**Source passage**

1) I analyzed voltage gain only, because it's a confusing point which often baffles even experienced people.
Yes, you will need to bias the base to whatever's necessary; in this case, to pass Ic/beta = 1mA/500 which will mean *around* 600mV Vbe, check the datasheet.
Simply biasing with a fixed voltage source (which can be a voltage divider) won't be quite stable (thermally) because needed voltage varies -2mV/ºC so in the real world some extra resistors are added to provide at least DC feedback, besides any needed AC feedback to tame those very high 384x into something usable.
But the basic design is as I said.
2) Enzo answered it: you can drive a base straight from a guitar pickup, as in the Dallas Rangemaster, the EH LPB1, etc; but if there is any chance of driving it from a high power low impedance signal source (such as plugging the speaker out or a headphone out with just 100 ohms in series) into a transisto base, you will need to have a series resistor, plus clamping diodes, etc.
Look at some Crate or Peavey schematics.
Note: an Op Amp input *is* a transistor base too !! (or a Fet gate, almost the same)

"Maybe you think Re is "0" because the emitter is grounded.
It's not so (this drives tube men crazy), you have an "equivalent", internal Re which depends on junction material and current passing through it.
For Silicon, Re(ohms) = 26/Ie (mA) so in this case, Re=26 ohms."

Does this apply when Re is bypassed w/ a largish Ce?

Also does this seem correct if using a BC547C? Fyi I only want a gain of 10 from this thing and I'm using it as the intial stage in a tube amp, therefore I have easy access to the higher B+. Also I'm using an Re to reduce gain... not sure if Re changes the idle current or not.

B+=60v
Rc=68k
Vc=30v
Ic=900ua
Re=1k
Zin=500*1k=500k
Ve=900mv

How do I bias this base to 1500mv? (900mv+600mv) If I use a voltage divider network and want even a 100k Zin a 1meg on top will only get my Vb down to 3v.

EDIT: I mean 6v for Vb.

I guess if I use a B+ of 20v then it makes sense... just like in your example JM.

B+=20v
Rc=10k
Vc=10v
Ic=1ma
Re=1k (to reduce gain)
Zin=500*1k=500k
Ve=1v
Vb=1.6v

This will give me a gain of 10 correct? I can then reduce the input to the next stage via a divider.

Voltage divider biasing network with a 1meg and 100k will get me down to a Vb of 2v.

There you go thinking in terms of voltage again.

When dealing with bipolar junction transistors -

CURRENT CURRENT CURRENT!!!

They are CURRENT controlled devices. The base will always have 0.7V RELATIVE TO THE EMITTER whether there is an emitter resistor or not. The emitter resistor DOES NOT set the gain. It controls base-emitter CURRENT, which controls the bias point.

**Provided material**
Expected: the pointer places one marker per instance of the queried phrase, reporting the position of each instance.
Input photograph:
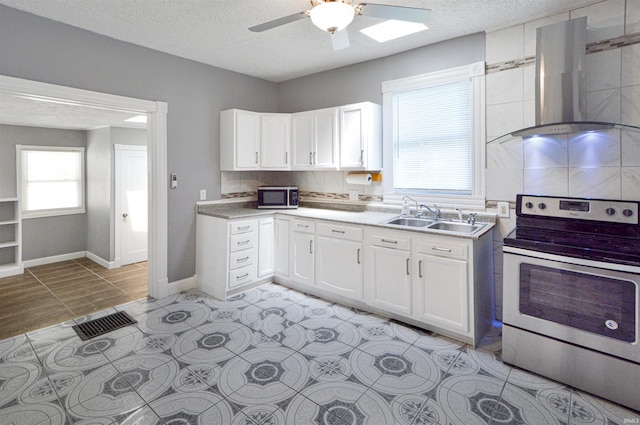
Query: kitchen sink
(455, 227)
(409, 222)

**What this exercise asks**
A - In the transistor biasing thread, what formula is given for the internal emitter resistance of a silicon transistor?
B - Write a continuation of the transistor biasing thread that picks up after its last sentence.

**Exercise answers**
A - Re (ohms) = 26/Ie (mA).

B -
You want a voltage controlled device that's similar to valves, go with an N-channel depletion mode MOSFET. Otherwise, realize that bipolar junction transistors are CURRENT CONTROLLED.

At the power levels he's using I'd guess almost any JFET would do.

Dear Lowell, not at home now, and don't have schematic drawing software here, but tonight I'll post for you the schematic of a 10X voltage gain bipolar transistor stage.
Make that two: a +B derived supply one and a 9V battery powered one to fit in a small pedal box or inside your guitar.

A silicon device (eg NPN or FET) can be connected into the cathode circuit of a triode to greatly increase the stage gain. I think that the tube then operates in grounded grid mode. See Vox 125
http://www.webphix.com/schematic%20h...s/v125lead.pdf
Doing it like that saves on a power supply for the FET; there's not much flexibility regards the FET current though. Pete.

Jon,
That's the thousandth time that I've read that explanation of how transistors work. Obviously I still don't quite get it. As JM has been saying, most explanations of transistors are bad ones. It IS TRUE though that the base/emitter junction (diode) needs to be forward biased to turn the damn things on... so no it's not ONLY current.

What about what I posted. Will it work?

OK, back home, here it is:
1) the schematic:

2) the Math.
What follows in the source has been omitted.